▸ **Prompt 1**: Transcribe the entries exactly as they appear, beginning with the first line of the entries and stopping after the line that contains "positive clicks: (442, 314)". Leave out the pictures.
━━━ Passage provided
The following Wednesday saw a special booking for a beer tasting for a work outing. This had the added bonus in that there were predominantly non-Irish so it was another opportunity to show the great beers on offer in this country. All of them were scientists and some had serious sensory training behind them due to their work in the cosmetics industry. I decided to stick to the virtually the same line-up as in Galway. I also used it as an opportunity to try the Red from Independent Brewing Company. The tasting was good fun because many were wine drinkers and they were impressed how some of the beers matched up to the food on offer.
━━━━━━
━━━ The data
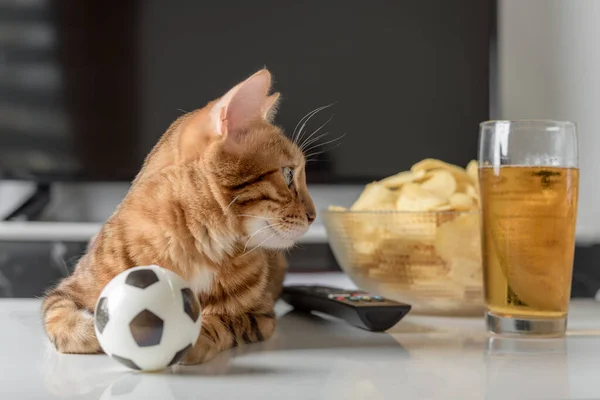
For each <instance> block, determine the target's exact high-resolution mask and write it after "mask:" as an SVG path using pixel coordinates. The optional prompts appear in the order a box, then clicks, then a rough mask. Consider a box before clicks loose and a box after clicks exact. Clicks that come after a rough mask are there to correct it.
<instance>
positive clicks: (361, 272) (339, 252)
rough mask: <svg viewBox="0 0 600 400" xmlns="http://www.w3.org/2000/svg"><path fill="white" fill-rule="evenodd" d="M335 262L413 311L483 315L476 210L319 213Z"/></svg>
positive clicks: (442, 314)
mask: <svg viewBox="0 0 600 400" xmlns="http://www.w3.org/2000/svg"><path fill="white" fill-rule="evenodd" d="M321 216H322V218H323V221H324V223H325V228H326V230H327V234H328V237H329V243H330V245H331V248H332V251H333V253H334V255H335V258H336V260H337V262H338V263H339V264H340V266H341V268H342V269H343V271H344V272H345V273H346V274H348V276H349V277H350V279H352V281H353V282H354V283H355V284H356V285H357V286H358V287H359V288H361V289H363V290H366V291H369V292H371V293H374V294H379V295H381V296H384V297H388V298H390V299H393V300H397V301H401V302H405V303H409V304H411V305H412V311H411V312H412V313H416V314H431V315H462V316H466V315H477V316H481V315H483V313H484V311H485V306H484V299H483V275H482V262H481V234H480V229H481V228H480V223H479V218H480V214H479V211H469V212H464V211H434V212H401V211H350V210H345V211H337V210H326V211H323V212H322V214H321Z"/></svg>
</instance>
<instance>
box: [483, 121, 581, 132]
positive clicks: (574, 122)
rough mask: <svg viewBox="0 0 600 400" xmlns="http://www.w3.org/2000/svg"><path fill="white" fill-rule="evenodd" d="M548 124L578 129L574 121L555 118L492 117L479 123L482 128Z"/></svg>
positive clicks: (566, 128)
mask: <svg viewBox="0 0 600 400" xmlns="http://www.w3.org/2000/svg"><path fill="white" fill-rule="evenodd" d="M535 123H539V124H546V125H553V126H558V127H560V128H564V129H573V130H576V128H577V123H576V122H573V121H567V120H565V121H560V120H555V119H492V120H489V121H483V122H481V123H480V124H479V126H480V127H481V128H483V127H491V126H495V125H498V124H510V125H520V124H535Z"/></svg>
━━━━━━
▸ **Prompt 2**: Restate the beer tasting passage word for word.

▸ **Task result 1**:
For each <instance> block, determine the target's exact high-resolution mask and write it after "mask:" as an SVG path using pixel coordinates. The optional prompts appear in the order a box, then clicks, then a rough mask. Consider a box before clicks loose and a box after clicks exact. Clicks that come after a rough mask are there to correct it.
<instance>
positive clicks: (361, 272) (339, 252)
rough mask: <svg viewBox="0 0 600 400" xmlns="http://www.w3.org/2000/svg"><path fill="white" fill-rule="evenodd" d="M335 262L413 311L483 315L476 210L319 213Z"/></svg>
positive clicks: (442, 314)

▸ **Task result 2**:
The following Wednesday saw a special booking for a beer tasting for a work outing. This had the added bonus in that there were predominantly non-Irish so it was another opportunity to show the great beers on offer in this country. All of them were scientists and some had serious sensory training behind them due to their work in the cosmetics industry. I decided to stick to the virtually the same line-up as in Galway. I also used it as an opportunity to try the Red from Independent Brewing Company. The tasting was good fun because many were wine drinkers and they were impressed how some of the beers matched up to the food on offer.